RECORDS SHOWN.
----------------
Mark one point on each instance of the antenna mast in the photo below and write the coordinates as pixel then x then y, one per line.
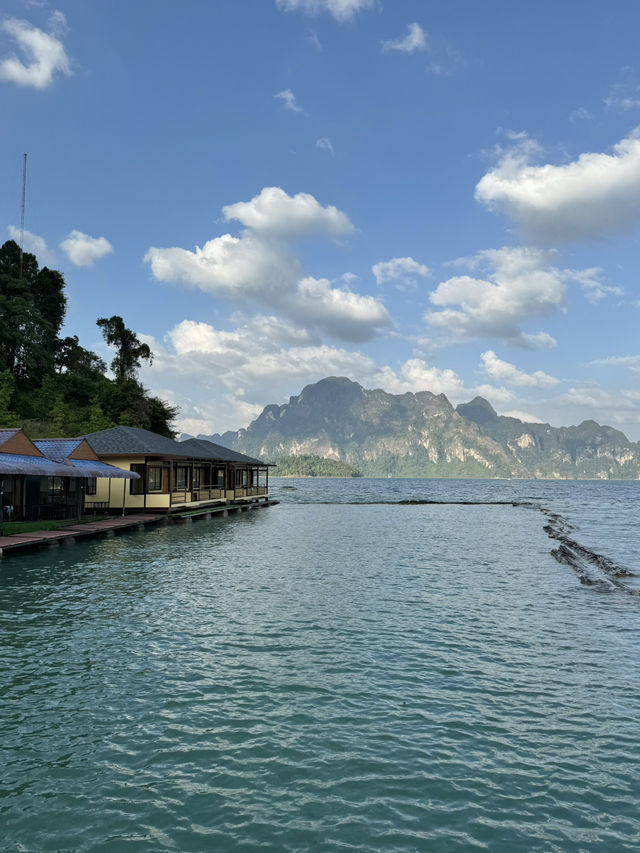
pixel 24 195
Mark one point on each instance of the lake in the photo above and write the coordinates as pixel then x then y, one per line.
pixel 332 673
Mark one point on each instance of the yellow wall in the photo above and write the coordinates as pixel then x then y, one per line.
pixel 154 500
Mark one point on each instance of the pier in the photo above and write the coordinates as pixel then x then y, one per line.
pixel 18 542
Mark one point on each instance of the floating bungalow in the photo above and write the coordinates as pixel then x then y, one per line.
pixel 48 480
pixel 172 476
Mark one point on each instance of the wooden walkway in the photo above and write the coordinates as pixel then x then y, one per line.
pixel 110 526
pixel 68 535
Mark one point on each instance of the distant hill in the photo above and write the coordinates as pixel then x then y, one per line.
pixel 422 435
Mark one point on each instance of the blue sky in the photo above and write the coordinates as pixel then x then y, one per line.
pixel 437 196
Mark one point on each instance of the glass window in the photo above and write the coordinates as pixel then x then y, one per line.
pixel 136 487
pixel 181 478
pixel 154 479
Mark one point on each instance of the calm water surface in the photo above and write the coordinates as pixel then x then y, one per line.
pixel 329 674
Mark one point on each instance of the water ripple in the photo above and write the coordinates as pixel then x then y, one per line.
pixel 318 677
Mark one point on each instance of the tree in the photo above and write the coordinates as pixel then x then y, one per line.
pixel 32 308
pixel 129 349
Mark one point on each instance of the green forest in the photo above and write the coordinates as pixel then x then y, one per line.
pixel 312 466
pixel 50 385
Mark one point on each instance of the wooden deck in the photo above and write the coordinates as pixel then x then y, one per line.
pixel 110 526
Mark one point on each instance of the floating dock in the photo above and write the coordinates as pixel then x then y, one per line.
----------------
WRITTEN TASK.
Reproduce all of the lines above word for word, leaving out the picture.

FULL RESPONSE.
Mark one point on each instance of the antenna mast in the photo below and write the coordinates as pixel then x then y, one per line.
pixel 24 195
Mark one point on each instance of the lake in the photo above and write the coordinates as pixel then x then y, one per line.
pixel 332 673
Mark one point on each instance of the yellow wall in the photo above and write the coordinates as pixel then x then y, one per line.
pixel 154 500
Mark one point on each instance of the pier in the photo above and write the coordinates as pixel then x then y, one per line.
pixel 18 542
Mark one point on each instance of the floating bungalow in the photo above and write the coordinates as pixel then x then y, one per line.
pixel 48 480
pixel 172 476
Mark one point on each instance of the wooden walkway in the photo above and write the coordinates as pixel then x then y, one per line.
pixel 110 526
pixel 68 535
Mark one point on each instance of the distant hill in the photo above and write the coordinates as pixel then x then y, one per line.
pixel 422 435
Mark one point on each instance of the blue sky in the photo above and write the coordinates as pixel then x then y, one per line.
pixel 437 196
Mark one point on each instance of the glass window in the photo above and write the coordinates as pixel then x then y, one per line.
pixel 136 487
pixel 181 478
pixel 154 479
Mark one point on each instance of the calm water surface in the photo above and write the coordinates as pixel then x then y, one per line.
pixel 329 674
Mark one point on each instance of the water ripple in the photo above and write the coordinates as pixel then x then y, one per line.
pixel 318 677
Mark one point on each instance of the tree in the photo above and write the coordinates as pixel then x then y, one per line.
pixel 32 308
pixel 129 349
Mark one point on each instance of the green forest in the photo above and write the coordinates as pixel then x then y, one per line.
pixel 312 466
pixel 50 385
Mark one point on each instance of the wooden deck in the photo above and write the coordinates as pixel then x then y, one per line.
pixel 110 526
Mark one point on each instance of the floating dock in the photo above and write the coordinates as pixel then x then y, one per line.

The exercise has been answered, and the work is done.